Work to do
Return every line from the entries below that contains the word "Provide".
+--
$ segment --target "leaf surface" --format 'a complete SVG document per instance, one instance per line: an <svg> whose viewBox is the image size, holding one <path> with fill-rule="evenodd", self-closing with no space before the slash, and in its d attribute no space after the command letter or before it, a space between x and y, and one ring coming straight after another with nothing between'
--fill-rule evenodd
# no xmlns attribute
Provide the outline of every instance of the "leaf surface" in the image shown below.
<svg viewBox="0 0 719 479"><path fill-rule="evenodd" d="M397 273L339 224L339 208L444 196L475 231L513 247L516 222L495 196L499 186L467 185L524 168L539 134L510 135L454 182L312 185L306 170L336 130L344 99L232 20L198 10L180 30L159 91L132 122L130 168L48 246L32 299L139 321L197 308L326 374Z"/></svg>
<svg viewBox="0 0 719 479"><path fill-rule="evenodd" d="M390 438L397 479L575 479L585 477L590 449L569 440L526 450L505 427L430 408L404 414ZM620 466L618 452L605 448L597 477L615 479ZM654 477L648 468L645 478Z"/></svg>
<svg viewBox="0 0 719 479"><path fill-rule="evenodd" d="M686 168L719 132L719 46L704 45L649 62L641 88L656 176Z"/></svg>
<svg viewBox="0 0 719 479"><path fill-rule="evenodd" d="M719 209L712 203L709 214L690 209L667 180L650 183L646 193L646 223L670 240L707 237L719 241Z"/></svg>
+--
Task solution
Provide the outline of every instance of the "leaf surface" in the image shown below.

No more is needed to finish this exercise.